§ **Scopo del compito**
Converti in un elenco JSON di stringhe la parte dei record che inizia con la riga contenente "find the tree trunk in the photo below" e arriva fino alla fine dei record, entrambe le estremità comprese. Scrivi una stringa per ogni riga e tralascia le righe vuote.

§ **Voci fornite**

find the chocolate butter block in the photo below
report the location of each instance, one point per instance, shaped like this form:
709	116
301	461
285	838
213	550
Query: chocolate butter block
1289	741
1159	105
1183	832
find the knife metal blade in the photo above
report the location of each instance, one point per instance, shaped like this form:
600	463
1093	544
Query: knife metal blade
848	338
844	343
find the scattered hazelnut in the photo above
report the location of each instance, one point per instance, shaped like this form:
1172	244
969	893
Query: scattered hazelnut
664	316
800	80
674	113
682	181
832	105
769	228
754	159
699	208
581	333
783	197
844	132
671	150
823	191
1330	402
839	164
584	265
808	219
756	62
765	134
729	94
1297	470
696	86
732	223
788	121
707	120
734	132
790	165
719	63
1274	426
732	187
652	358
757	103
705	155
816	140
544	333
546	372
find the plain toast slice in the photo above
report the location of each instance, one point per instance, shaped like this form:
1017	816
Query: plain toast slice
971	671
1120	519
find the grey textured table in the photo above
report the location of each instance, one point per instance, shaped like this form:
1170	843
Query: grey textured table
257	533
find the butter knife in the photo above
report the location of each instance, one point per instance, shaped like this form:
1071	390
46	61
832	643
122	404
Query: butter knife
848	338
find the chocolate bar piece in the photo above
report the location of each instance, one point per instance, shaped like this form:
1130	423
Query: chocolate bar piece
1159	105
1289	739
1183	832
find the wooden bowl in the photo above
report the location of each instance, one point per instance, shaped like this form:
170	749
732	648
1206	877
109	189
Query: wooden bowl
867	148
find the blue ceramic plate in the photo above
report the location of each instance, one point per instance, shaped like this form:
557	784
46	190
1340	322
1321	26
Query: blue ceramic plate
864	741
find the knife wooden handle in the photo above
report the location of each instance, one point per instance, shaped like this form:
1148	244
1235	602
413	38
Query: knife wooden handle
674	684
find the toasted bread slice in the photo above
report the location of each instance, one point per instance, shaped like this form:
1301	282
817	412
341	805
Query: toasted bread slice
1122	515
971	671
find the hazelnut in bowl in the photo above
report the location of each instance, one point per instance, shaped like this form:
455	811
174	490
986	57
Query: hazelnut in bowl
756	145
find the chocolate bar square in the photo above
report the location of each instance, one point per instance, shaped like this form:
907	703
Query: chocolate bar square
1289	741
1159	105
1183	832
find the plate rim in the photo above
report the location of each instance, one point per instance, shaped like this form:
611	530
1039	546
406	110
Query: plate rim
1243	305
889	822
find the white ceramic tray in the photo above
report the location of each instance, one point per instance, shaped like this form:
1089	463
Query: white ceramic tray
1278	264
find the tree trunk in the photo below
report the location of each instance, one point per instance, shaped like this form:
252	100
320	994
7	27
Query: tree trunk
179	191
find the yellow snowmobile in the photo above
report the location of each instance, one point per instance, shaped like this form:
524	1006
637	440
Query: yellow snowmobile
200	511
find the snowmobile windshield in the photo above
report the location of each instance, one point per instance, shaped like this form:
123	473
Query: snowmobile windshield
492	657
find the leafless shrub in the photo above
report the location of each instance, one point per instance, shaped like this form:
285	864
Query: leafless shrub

§ **Risposta al compito**
[
  "find the tree trunk in the photo below",
  "report the location of each instance, one point per instance, shaped like this form:",
  "252\t100",
  "320\t994",
  "7\t27",
  "Query: tree trunk",
  "179\t191",
  "find the yellow snowmobile in the photo above",
  "report the location of each instance, one point per instance, shaped like this form:",
  "524\t1006",
  "637\t440",
  "Query: yellow snowmobile",
  "200\t511",
  "find the snowmobile windshield in the photo above",
  "report the location of each instance, one point per instance, shaped like this form:",
  "123\t473",
  "Query: snowmobile windshield",
  "492\t657",
  "find the leafless shrub in the photo above",
  "report the location of each instance, one point per instance, shaped like this form:",
  "285\t864",
  "Query: leafless shrub"
]